-- WORK ORDER --
From the entries below, work out how many lines contain the string "blazer"; answer with the number alone.

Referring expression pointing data
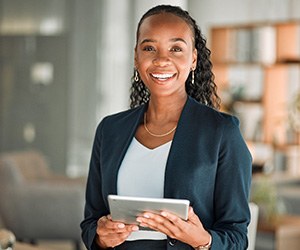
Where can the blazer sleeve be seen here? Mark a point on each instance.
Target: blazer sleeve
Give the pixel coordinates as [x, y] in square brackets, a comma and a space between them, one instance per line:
[232, 187]
[94, 205]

-- ANSWER SPACE --
2